-- Exercise data follows --
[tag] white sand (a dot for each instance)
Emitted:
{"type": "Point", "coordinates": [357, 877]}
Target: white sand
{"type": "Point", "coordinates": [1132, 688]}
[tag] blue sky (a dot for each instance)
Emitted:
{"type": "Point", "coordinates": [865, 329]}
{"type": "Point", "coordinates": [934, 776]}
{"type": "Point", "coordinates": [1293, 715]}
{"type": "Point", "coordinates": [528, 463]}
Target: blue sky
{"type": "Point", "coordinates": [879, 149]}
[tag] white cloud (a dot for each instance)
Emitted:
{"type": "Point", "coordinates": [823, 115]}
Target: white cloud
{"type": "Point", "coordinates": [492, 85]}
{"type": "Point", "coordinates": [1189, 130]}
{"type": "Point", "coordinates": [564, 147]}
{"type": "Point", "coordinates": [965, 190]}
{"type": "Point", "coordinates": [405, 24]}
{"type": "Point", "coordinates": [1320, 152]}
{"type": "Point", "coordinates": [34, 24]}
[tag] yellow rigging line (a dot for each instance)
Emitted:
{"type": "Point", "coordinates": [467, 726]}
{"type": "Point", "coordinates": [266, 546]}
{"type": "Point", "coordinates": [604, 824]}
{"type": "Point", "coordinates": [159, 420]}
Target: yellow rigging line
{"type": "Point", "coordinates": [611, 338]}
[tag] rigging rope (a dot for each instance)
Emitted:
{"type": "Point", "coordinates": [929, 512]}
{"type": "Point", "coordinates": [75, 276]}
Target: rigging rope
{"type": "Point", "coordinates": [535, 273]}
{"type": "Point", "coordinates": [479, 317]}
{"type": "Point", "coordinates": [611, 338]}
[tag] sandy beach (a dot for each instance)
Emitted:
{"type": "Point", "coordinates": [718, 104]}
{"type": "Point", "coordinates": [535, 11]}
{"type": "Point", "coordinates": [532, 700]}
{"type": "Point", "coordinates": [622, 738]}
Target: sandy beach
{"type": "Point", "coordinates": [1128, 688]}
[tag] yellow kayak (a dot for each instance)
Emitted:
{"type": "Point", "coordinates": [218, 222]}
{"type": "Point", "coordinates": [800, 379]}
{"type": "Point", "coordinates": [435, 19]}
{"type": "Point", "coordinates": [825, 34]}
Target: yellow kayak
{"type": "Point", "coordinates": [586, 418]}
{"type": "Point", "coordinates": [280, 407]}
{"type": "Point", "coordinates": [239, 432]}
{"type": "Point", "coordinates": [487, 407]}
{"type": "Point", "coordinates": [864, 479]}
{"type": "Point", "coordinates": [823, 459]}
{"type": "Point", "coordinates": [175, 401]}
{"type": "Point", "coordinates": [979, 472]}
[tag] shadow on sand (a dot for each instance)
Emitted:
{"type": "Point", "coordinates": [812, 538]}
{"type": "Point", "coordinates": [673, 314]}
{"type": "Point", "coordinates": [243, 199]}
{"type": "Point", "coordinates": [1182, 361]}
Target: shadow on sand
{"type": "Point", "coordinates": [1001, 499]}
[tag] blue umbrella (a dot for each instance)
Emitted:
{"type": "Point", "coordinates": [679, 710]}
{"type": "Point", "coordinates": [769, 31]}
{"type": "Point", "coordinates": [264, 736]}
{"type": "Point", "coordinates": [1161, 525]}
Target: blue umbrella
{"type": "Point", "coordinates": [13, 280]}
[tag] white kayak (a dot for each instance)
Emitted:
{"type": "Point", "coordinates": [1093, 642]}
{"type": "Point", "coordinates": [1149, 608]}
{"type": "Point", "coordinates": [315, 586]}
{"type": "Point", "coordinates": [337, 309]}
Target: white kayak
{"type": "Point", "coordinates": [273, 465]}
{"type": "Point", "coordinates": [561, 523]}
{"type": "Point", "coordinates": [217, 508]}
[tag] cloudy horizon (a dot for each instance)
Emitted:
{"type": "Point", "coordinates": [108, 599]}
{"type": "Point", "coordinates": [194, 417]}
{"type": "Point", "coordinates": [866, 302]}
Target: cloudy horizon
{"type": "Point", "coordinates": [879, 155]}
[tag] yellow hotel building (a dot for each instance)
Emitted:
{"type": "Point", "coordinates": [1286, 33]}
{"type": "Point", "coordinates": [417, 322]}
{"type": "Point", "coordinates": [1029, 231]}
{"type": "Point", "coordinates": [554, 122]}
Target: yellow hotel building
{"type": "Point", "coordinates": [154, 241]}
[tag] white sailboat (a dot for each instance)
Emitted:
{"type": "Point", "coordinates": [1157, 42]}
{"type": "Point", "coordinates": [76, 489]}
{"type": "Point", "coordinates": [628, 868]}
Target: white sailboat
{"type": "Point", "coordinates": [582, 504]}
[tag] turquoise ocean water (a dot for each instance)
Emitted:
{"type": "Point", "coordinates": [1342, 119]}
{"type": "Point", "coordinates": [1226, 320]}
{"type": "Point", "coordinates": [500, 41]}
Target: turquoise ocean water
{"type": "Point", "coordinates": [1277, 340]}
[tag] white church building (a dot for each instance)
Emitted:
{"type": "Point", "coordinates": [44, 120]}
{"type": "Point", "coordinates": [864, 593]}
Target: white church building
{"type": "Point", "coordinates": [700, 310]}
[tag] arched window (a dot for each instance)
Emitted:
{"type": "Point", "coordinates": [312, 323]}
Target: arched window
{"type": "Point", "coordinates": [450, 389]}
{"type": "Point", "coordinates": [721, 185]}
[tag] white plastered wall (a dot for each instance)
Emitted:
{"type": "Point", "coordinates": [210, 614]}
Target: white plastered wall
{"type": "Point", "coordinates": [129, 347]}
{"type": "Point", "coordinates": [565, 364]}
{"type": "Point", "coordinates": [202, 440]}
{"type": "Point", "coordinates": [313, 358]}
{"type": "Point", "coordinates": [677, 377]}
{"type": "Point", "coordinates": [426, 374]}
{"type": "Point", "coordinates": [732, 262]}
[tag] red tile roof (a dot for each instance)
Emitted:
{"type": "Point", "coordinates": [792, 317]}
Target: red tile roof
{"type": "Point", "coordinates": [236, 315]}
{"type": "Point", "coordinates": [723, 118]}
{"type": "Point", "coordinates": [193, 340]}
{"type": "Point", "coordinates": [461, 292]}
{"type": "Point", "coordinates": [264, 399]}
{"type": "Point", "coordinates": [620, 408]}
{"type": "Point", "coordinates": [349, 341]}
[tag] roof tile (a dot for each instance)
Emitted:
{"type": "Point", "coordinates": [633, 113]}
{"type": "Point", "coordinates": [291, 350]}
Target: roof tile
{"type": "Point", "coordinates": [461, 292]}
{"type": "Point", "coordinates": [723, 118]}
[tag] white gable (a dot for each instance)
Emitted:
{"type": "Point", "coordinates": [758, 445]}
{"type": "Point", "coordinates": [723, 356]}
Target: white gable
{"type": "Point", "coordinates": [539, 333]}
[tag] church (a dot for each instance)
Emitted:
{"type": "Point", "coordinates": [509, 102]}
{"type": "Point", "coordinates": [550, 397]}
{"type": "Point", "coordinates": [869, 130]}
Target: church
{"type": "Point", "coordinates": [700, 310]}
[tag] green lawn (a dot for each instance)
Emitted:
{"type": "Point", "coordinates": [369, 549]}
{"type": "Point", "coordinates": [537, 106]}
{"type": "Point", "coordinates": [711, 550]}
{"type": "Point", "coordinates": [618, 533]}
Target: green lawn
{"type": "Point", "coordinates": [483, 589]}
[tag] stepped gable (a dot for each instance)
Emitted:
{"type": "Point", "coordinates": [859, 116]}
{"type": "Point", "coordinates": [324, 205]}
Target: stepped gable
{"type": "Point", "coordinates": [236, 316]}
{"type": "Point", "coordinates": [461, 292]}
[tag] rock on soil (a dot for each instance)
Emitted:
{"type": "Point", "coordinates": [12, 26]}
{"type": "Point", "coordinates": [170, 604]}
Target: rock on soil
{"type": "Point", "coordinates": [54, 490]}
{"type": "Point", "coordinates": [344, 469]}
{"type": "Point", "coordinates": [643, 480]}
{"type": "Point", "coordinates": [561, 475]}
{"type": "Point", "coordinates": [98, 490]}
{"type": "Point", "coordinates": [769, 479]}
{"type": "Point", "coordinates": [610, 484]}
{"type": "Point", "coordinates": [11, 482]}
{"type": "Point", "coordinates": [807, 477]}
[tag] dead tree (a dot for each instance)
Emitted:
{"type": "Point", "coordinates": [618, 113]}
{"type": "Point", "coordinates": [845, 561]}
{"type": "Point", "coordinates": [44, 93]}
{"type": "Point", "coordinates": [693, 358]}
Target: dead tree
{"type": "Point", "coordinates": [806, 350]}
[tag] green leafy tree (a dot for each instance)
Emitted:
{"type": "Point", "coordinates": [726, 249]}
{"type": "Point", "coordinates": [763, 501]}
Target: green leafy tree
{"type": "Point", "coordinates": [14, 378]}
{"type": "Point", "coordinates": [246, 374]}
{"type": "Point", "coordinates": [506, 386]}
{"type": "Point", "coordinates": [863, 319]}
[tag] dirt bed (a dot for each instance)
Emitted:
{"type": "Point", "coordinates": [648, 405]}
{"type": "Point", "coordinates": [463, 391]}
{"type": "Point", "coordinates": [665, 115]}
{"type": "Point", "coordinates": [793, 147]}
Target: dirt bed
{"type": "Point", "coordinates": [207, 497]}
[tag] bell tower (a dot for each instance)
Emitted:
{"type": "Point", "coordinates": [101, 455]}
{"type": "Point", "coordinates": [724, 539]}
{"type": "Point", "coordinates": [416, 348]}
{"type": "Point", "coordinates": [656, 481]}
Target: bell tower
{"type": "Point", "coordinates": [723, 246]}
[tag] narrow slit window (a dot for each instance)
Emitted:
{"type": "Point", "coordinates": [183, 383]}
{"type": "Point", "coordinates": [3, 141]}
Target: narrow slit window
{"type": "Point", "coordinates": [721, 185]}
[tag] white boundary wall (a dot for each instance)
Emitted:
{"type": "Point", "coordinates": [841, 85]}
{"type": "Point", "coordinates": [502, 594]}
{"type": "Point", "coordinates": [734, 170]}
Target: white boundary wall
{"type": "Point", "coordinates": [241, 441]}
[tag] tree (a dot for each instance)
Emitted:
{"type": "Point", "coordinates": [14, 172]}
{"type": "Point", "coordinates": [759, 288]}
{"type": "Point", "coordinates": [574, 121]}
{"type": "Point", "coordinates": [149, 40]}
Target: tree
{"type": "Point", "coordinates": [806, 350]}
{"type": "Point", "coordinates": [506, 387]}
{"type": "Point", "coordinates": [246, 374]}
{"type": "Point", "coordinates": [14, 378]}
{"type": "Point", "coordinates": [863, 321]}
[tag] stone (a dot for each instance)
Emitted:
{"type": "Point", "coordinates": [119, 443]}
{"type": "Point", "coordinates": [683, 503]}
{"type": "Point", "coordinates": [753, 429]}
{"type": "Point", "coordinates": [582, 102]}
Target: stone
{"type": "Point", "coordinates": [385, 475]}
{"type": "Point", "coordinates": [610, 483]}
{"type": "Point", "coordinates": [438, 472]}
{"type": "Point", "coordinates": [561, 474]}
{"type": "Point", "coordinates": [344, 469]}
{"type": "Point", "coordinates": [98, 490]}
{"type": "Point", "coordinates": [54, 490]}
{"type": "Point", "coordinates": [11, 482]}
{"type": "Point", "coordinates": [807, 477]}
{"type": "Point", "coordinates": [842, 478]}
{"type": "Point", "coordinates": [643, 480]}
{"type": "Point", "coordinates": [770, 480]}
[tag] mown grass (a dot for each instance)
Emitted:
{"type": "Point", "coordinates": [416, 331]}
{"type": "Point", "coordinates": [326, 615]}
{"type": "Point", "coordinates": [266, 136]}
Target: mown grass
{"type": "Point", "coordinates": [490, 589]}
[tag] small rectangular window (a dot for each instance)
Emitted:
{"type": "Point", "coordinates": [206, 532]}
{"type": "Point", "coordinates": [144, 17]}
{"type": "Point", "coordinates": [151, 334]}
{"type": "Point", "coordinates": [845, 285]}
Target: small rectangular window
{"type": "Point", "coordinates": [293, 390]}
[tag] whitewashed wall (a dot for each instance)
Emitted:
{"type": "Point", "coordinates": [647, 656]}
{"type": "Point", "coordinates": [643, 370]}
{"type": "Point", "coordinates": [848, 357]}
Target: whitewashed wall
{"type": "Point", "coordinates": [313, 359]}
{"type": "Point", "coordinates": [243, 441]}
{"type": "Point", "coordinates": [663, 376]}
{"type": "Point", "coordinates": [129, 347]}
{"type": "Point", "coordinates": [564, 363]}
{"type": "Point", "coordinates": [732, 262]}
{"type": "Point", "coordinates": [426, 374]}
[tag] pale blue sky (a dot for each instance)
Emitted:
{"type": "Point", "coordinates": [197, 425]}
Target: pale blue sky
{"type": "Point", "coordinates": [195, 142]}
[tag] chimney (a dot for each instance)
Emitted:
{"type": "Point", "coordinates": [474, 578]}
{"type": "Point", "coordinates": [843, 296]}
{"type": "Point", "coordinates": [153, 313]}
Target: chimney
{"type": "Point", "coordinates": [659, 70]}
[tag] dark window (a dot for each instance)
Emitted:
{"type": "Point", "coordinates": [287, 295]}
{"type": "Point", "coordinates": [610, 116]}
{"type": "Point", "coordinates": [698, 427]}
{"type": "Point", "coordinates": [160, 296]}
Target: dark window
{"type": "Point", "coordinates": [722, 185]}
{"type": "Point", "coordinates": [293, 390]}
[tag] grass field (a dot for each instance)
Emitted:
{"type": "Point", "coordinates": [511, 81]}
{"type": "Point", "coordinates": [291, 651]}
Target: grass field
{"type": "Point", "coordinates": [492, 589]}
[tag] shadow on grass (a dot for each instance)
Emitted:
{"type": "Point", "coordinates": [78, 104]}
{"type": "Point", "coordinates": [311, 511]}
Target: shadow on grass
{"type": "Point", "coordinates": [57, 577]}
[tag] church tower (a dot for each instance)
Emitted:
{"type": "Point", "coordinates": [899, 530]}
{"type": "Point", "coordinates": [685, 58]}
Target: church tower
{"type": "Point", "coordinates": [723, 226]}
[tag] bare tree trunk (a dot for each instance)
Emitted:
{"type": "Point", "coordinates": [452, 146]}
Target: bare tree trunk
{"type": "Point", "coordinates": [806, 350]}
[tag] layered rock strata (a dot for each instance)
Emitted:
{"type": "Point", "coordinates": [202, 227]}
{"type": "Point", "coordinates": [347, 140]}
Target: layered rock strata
-- Exercise data concluded --
### Problem to work on
Which of the lines above include the word "strata"? List those lines.

### Your response
[tag] layered rock strata (a dot for each instance)
Target: layered rock strata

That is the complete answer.